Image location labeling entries
Begin

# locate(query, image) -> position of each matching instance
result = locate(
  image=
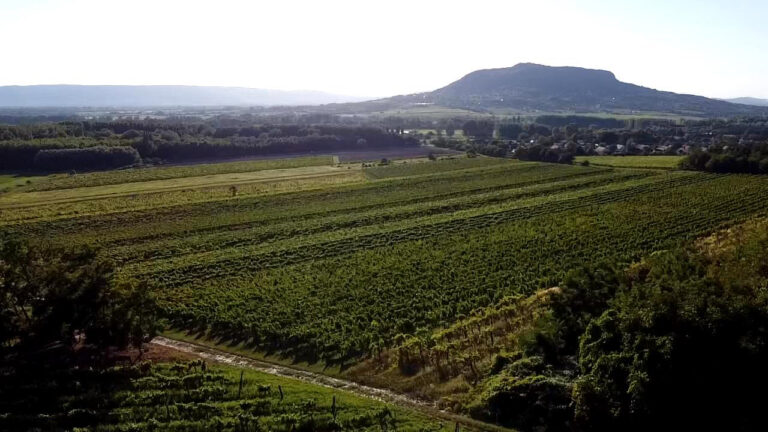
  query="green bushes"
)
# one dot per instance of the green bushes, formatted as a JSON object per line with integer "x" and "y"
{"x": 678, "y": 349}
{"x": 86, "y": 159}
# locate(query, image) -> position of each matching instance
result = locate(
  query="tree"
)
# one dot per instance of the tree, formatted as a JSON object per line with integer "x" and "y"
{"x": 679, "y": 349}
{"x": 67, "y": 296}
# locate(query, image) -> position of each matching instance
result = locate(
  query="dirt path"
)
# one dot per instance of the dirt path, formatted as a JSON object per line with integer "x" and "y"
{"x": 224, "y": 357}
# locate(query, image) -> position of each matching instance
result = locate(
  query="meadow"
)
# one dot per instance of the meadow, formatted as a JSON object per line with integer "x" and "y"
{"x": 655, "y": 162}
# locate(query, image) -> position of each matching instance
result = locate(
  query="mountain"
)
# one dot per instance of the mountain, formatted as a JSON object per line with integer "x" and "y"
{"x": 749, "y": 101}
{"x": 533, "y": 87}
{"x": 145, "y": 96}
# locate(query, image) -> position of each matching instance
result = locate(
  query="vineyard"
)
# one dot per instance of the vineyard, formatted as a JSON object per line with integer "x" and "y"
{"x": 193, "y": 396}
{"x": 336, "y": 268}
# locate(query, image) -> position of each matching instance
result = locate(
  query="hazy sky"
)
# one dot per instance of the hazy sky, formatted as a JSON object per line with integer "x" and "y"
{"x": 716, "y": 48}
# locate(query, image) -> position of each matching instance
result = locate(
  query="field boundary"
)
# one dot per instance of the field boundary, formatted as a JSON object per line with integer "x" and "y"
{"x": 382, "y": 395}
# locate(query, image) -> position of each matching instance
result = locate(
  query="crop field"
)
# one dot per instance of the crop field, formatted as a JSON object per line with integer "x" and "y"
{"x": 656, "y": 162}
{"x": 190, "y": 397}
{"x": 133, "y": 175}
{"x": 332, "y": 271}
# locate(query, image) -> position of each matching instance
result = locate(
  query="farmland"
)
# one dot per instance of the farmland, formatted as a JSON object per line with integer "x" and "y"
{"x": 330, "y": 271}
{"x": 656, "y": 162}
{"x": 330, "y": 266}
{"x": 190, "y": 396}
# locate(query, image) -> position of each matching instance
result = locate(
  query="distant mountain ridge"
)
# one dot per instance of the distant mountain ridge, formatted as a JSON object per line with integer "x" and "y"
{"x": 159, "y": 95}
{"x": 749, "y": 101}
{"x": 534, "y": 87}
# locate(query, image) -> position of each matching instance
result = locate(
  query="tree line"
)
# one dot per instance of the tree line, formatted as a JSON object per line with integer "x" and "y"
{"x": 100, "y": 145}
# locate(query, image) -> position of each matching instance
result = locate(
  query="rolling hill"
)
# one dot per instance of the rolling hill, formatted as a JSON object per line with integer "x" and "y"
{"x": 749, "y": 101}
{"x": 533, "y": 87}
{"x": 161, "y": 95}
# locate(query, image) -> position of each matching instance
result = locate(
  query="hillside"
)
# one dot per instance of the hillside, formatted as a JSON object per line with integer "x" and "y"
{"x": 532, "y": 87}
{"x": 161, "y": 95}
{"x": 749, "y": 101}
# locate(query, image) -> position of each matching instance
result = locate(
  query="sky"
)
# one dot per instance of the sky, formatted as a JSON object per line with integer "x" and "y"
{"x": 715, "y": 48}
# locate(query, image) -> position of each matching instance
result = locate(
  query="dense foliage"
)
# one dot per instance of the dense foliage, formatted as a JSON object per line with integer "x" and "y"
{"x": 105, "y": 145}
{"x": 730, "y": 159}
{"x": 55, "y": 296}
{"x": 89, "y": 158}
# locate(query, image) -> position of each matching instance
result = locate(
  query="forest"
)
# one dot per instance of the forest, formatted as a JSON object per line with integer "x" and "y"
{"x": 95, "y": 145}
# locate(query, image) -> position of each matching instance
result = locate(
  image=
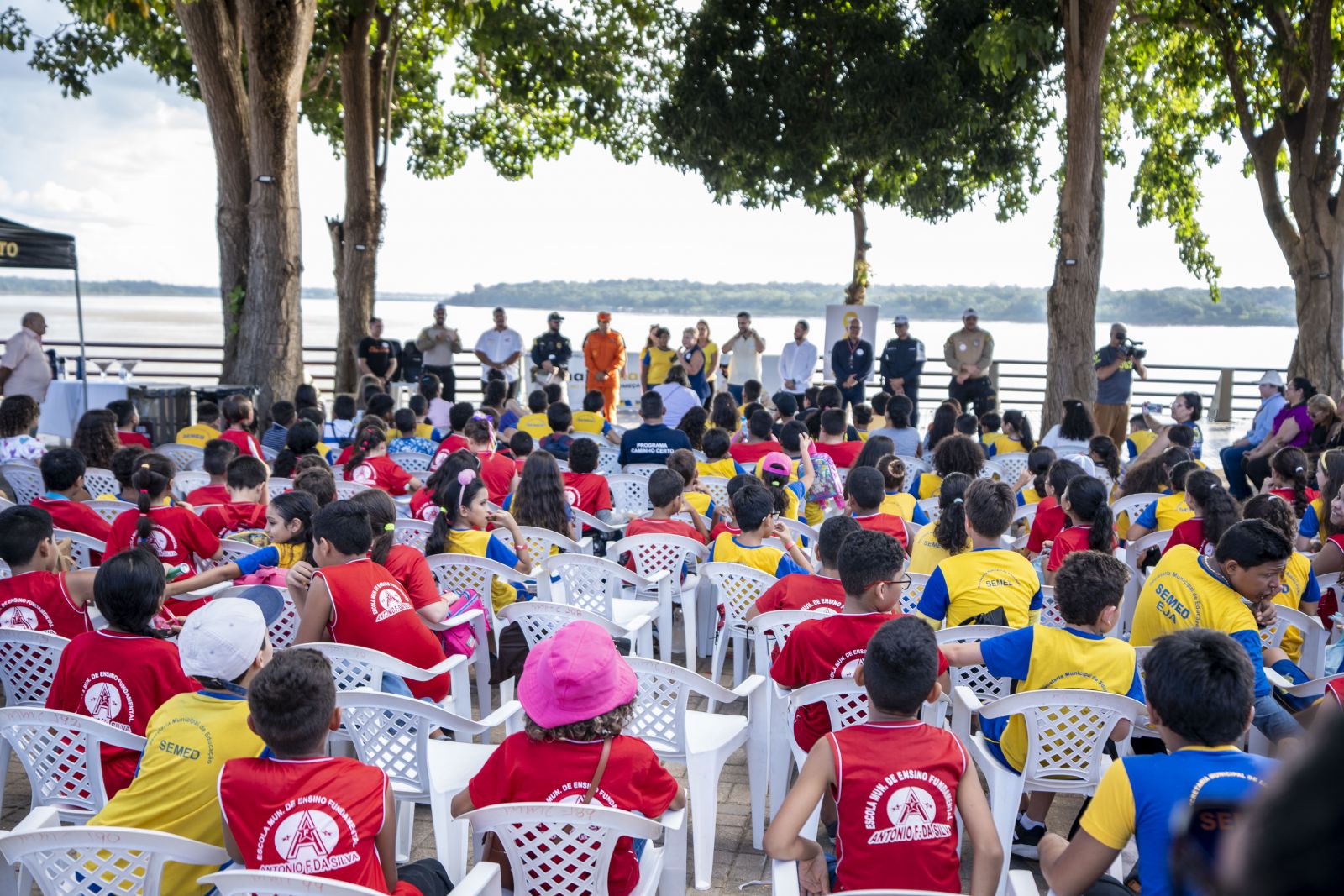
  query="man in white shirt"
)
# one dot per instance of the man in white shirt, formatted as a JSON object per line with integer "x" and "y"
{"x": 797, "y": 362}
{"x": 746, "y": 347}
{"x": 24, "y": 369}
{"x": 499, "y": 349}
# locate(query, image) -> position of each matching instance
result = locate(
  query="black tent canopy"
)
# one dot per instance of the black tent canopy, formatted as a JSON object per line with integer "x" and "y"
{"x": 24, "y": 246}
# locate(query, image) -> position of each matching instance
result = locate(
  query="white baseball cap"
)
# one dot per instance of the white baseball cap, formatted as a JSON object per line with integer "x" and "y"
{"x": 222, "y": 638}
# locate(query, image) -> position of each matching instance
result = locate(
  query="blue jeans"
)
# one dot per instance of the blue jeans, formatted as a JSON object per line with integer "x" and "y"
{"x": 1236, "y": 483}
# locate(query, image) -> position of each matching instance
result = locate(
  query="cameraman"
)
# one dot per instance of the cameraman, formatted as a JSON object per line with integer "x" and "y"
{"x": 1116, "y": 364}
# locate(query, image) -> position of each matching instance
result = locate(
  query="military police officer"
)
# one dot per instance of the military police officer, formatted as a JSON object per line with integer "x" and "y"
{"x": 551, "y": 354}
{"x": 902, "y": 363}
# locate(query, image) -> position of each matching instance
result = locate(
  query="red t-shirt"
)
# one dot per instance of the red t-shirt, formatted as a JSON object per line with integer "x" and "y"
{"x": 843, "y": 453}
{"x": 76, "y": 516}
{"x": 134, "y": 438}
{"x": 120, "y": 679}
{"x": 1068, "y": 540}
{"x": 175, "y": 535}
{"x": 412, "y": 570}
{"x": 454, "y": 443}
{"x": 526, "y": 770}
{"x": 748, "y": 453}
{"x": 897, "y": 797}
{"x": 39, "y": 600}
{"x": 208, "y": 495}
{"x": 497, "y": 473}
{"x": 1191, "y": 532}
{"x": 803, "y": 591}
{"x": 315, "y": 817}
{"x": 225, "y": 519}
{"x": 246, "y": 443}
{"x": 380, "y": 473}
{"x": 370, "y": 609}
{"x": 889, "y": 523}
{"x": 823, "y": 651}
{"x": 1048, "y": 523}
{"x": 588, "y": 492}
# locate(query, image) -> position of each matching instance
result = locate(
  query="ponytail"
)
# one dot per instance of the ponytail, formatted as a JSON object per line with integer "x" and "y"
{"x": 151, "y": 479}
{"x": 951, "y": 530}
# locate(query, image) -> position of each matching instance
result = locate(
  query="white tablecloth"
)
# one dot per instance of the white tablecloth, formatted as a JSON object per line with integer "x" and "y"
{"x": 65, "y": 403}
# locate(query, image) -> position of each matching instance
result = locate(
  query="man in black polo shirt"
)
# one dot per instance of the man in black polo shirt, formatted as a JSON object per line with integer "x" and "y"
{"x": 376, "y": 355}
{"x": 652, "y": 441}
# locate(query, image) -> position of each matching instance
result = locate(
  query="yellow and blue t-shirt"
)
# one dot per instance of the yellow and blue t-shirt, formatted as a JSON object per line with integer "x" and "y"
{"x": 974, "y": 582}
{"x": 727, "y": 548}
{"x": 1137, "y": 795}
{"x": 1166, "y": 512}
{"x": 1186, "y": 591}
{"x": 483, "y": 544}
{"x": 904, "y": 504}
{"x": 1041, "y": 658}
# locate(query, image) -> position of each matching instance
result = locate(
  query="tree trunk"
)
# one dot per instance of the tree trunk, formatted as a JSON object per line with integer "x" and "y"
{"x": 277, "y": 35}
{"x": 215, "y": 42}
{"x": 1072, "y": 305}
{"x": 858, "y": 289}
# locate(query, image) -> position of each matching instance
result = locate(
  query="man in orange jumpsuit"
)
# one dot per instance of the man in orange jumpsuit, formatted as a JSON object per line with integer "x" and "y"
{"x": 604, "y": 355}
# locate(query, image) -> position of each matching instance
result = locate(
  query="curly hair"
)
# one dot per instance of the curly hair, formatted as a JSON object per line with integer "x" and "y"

End

*SHORT PROBLEM*
Select each line in the entries above that contains the word "yellow" and copy it out. Matches must have the same uppercase and lowercase letters.

*THE RESPONSE*
  query="yellow and blue t-shirt"
# one dot per instance of the yellow and blue t-shirt, formatted as a JSON object per line with integer "x" and "y"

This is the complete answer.